Karl Nolle, MdL

Sächsische Zeitung, 20.06.2009

Nolles Blockflöten-Buch sorgt für Misstöne bei der CDU

Die Materialsammlung über Biografien von hohen CDU-Funktionären birgt neuen Ost-Zündstoff.
 
Die Lachshäppchen durften an Karl Nolles großem Tag nicht fehlen. Sichtlich vergnügt und stolz präsentierte der SPD-Landtagsabgeordnete gestern sein Erstlingswerk „Sonate für Blockflöten und Schalmeien“ im Dresdner Landtag.

[Einträge aus einem Zeigedatensatz]
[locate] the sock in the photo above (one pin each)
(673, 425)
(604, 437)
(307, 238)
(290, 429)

▶ [Arbeitsaufträge]:
#1 Warum sorgt Nolles Buch laut dem Lesetext für Misstöne bei der CDU?
#2 Wie geht der Lesetext über Nolles Buchvorstellung im Dresdner Landtag nach dem letzten Satz weiter? Schreiben Sie die Fortsetzung.

▶ [Ergebnisse in Reihenfolge]:
#1 Das Buch ist eine Materialsammlung über Biografien hoher CDU-Funktionäre und birgt damit neuen Ost-Zündstoff.

#2
Mit sechsmonatiger Verspätung legt der „Chefaufklärer“ damit sein mit Spannung erwartetes Buch über die „Kollaboration heutiger CDU-Funktionäre im SED-Regime“ vor. So lautet der Untertitel seines im Eigenverlag erschienenen Buches. Auf 336 Seiten listet der Dresdner Druckerei-Besitzer die Werdegänge von früheren Mitgliedern der CDU-Blockpartei in der DDR bis in die heutige Staatsspitze des Freistaats auf – vom Abgeordneten, über Landräte, Minister bis zum Ministerpräsidenten. „Meine Motivation ist die Doppelmoral der Mächtigen im Land“, so Nolle. Es sei „kein pauschaler Angriff auf die CDU“ – auch wenn nur Unions-Biografien enthalten sind. „Nicht die Biografien sind eine Schande, sondern der heutige Umgang damit“, kritisiert Nolle. „Karrieristen, Wendehälse, Janusköpfe“ hätten ihn darum besonders interessiert.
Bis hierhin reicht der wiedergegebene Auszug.